GIVEN TASK:
Nothing but the lines from the one containing "Expected behaviour: place one point on the house" to the end of the data should be returned, each exactly as written.

EXTRACTED RECORDS:
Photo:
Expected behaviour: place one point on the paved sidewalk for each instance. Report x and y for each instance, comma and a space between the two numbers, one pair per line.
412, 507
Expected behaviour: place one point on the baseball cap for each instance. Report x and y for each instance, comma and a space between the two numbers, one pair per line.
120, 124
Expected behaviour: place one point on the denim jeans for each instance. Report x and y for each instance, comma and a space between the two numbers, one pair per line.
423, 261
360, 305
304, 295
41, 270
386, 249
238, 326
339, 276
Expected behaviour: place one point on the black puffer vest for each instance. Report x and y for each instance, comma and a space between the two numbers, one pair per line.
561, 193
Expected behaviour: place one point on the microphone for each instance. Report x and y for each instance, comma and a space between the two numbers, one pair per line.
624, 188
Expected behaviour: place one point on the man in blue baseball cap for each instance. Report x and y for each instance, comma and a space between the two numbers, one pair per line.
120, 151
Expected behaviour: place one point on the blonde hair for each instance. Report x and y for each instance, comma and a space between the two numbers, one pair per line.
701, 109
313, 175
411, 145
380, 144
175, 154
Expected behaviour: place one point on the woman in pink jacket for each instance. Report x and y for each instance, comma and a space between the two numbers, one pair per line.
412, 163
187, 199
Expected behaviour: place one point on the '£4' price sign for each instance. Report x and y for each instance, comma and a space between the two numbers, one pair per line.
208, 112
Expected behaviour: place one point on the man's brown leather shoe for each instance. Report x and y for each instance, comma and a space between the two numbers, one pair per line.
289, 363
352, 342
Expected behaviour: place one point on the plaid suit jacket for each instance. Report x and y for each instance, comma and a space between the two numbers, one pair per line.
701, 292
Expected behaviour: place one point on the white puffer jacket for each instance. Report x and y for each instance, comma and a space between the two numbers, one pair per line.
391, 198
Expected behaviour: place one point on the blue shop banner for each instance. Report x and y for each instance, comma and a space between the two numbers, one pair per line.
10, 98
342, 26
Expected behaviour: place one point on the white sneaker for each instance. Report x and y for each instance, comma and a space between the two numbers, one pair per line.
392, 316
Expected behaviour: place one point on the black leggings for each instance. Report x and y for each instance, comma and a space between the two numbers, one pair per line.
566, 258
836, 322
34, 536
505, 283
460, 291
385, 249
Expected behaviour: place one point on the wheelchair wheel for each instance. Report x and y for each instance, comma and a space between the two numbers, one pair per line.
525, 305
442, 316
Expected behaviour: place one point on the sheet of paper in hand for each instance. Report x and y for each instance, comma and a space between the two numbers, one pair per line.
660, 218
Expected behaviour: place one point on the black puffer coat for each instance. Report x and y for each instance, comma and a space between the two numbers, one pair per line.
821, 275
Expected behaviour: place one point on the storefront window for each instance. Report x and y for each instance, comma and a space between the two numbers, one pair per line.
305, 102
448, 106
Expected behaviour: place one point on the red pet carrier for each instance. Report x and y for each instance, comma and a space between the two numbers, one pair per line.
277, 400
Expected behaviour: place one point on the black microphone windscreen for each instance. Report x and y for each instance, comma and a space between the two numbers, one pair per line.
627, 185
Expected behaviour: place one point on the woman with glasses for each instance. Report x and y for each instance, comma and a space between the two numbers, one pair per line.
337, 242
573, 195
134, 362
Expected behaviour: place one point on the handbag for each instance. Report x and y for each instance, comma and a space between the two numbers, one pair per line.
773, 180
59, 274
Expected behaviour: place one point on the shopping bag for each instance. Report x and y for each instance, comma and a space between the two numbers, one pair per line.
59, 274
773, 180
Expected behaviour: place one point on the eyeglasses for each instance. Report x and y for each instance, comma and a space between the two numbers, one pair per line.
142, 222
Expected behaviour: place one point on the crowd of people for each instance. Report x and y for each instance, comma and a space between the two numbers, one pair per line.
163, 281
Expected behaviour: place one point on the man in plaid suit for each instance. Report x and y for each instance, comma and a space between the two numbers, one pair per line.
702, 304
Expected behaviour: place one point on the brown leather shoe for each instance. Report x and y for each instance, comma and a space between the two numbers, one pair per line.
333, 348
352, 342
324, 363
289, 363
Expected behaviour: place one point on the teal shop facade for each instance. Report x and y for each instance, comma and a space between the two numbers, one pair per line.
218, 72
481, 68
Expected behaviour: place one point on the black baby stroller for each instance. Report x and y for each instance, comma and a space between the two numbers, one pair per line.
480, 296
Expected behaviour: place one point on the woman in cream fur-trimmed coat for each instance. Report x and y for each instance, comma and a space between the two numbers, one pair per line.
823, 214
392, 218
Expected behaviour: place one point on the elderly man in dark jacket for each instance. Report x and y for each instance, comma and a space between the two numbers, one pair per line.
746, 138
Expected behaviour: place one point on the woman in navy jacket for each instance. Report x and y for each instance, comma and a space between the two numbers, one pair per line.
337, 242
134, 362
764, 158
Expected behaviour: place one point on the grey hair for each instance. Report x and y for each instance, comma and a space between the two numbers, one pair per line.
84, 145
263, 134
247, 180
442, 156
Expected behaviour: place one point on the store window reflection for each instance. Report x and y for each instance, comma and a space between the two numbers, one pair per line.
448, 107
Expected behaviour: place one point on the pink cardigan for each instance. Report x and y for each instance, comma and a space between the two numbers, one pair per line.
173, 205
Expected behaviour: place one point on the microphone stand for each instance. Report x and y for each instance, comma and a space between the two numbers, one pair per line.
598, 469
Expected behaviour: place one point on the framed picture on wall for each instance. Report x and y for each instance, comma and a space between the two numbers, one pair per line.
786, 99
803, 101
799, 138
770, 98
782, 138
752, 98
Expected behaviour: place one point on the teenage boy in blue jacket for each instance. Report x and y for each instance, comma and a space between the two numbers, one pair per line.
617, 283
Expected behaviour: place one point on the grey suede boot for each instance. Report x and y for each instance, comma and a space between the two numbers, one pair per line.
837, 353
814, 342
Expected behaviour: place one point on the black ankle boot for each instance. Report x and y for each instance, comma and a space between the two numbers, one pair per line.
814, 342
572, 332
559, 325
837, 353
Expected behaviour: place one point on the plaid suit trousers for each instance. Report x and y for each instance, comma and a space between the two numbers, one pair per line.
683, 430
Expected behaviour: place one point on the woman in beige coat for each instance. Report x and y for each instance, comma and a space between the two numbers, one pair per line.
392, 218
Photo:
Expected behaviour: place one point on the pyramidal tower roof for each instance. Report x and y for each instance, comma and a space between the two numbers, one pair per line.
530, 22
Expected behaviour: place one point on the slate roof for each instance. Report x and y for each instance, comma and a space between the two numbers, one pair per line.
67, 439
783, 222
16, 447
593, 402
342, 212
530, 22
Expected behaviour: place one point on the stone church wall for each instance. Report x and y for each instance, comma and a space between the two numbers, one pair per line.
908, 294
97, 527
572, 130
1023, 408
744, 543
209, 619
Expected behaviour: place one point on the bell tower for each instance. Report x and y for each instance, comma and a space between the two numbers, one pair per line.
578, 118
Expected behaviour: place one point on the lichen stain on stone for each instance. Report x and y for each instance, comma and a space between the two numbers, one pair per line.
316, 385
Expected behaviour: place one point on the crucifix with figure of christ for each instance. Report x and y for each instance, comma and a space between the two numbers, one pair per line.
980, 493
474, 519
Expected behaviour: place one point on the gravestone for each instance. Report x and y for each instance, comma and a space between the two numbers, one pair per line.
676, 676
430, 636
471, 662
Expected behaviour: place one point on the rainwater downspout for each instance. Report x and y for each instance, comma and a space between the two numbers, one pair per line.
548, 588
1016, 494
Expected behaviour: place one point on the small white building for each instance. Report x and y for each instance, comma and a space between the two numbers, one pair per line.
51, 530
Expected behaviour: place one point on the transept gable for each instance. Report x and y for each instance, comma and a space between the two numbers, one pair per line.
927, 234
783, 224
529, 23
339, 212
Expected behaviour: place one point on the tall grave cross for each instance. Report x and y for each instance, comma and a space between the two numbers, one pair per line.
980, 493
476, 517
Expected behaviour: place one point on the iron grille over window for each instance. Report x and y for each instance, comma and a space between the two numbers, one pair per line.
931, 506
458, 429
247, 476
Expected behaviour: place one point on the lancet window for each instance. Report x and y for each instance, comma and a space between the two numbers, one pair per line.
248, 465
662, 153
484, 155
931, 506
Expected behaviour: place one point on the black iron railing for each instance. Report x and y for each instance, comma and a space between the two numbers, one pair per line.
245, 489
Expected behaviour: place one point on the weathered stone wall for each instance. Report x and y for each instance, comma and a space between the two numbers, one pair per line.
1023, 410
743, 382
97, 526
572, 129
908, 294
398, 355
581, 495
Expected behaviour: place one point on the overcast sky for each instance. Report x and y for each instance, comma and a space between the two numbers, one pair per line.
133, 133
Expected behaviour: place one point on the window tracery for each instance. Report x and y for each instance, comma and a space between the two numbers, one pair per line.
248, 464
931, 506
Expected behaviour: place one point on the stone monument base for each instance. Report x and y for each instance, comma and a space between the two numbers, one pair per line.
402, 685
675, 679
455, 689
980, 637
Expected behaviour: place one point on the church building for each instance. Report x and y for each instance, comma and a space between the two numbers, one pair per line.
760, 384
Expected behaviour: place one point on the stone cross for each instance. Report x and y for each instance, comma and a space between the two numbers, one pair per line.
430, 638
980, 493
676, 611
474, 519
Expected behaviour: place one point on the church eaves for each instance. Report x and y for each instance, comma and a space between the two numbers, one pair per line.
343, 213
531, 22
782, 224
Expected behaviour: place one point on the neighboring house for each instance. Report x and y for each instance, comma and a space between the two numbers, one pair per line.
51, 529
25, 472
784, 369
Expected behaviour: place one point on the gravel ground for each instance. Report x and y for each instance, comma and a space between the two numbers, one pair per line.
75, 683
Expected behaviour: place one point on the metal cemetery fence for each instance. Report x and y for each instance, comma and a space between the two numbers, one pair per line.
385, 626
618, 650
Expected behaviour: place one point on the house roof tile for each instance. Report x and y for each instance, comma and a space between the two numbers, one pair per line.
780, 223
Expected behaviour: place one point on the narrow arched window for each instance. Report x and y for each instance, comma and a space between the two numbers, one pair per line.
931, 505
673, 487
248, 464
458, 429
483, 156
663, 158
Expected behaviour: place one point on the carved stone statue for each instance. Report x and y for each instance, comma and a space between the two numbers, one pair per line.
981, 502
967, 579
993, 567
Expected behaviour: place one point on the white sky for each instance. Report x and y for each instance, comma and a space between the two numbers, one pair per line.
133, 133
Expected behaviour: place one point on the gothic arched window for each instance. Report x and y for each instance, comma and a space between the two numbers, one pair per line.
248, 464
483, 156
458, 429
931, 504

SOLUTION:
Expected behaviour: place one point on the house roof tile for each instance. Report x and y for each instance, comma and a space between the two numbers, one pair per line.
780, 223
Expected behaviour: place one point on the narrow arched window for each instance. Report x and y for each instance, comma and a space between the two numbers, one pair per line.
931, 505
673, 487
248, 464
458, 429
483, 156
663, 158
Expected behaviour: place one point on the carved stone statue for each instance. Report x and y for each instance, comma and a space between the two numbers, one pair per line.
981, 502
967, 579
993, 567
Expected behaviour: place one point on the white sky for each instance. Report x and y for each instance, comma and a space between the two numbers, one pair per line.
133, 133
Expected behaviour: place one point on the gothic arched window for each instance. Report x and y for each instance, comma and a space between the two numbers, one pair per line.
248, 464
483, 156
458, 429
931, 504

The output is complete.